● Objective
Reproduce only the lines from the one containing "Task: indicate the illuminated" through the end of the items, requests included, scaling every coordinate in the answers by 0.55 and rounding each result to a whole number with halves rounded up.

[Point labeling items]
** Start **
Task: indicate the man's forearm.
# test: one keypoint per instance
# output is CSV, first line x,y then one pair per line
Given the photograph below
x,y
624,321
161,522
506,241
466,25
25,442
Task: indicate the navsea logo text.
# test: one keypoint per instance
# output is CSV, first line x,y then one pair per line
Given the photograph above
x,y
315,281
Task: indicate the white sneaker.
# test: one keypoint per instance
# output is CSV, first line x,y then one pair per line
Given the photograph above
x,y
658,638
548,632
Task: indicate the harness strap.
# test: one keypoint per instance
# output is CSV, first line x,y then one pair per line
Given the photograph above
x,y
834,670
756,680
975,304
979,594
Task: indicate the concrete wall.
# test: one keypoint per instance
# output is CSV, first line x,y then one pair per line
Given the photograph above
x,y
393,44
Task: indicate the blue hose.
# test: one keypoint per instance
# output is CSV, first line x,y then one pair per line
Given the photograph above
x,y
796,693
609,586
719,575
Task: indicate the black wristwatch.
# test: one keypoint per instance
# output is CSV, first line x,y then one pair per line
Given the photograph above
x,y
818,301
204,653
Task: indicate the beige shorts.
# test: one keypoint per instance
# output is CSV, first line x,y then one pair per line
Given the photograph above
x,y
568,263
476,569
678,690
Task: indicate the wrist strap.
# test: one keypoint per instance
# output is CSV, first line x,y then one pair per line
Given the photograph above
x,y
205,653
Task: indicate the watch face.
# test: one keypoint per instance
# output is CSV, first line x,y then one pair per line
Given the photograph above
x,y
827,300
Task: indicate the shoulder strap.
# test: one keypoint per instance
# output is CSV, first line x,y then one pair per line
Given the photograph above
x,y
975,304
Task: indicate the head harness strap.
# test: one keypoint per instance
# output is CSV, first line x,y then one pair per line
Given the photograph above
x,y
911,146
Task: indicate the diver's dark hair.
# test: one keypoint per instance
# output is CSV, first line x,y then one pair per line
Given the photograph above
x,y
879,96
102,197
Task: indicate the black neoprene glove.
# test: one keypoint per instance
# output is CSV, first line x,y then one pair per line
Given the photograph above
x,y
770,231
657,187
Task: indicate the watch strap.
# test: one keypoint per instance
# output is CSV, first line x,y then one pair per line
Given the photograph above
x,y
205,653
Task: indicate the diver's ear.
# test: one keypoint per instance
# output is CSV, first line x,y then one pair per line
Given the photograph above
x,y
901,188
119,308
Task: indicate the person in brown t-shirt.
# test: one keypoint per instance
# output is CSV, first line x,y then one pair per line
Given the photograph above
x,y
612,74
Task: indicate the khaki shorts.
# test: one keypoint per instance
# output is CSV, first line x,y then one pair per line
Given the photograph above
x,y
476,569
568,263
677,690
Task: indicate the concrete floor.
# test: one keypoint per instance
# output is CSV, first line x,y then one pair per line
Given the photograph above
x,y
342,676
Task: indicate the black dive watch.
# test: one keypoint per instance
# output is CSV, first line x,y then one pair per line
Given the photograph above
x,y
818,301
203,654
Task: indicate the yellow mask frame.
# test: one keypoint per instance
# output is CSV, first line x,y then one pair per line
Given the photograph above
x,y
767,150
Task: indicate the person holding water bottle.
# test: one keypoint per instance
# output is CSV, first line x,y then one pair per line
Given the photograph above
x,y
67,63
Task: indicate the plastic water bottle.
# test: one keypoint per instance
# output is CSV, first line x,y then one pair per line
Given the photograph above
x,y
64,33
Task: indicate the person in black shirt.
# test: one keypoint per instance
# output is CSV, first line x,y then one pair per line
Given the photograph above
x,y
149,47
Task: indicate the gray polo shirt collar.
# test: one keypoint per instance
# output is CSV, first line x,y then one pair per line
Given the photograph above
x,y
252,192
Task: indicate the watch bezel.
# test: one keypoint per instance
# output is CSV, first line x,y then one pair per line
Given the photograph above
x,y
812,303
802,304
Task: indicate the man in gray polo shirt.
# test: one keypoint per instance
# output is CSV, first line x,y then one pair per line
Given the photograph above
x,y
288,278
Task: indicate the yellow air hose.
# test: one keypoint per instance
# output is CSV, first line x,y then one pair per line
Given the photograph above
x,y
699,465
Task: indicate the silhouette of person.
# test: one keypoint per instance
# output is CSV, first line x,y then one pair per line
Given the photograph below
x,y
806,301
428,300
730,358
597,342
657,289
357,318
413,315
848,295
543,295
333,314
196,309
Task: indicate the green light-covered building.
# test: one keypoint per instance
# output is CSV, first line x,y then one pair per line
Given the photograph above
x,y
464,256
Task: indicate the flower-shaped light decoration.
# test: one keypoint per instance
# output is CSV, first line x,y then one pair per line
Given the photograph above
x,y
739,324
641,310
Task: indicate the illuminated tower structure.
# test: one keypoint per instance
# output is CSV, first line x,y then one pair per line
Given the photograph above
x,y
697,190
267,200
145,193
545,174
** End **
● Response
Task: indicate the illuminated tower structure.
# test: one keypoint per instance
# output is CSV, first line x,y then one pair per line
Given the photograph above
x,y
383,105
147,110
80,106
300,96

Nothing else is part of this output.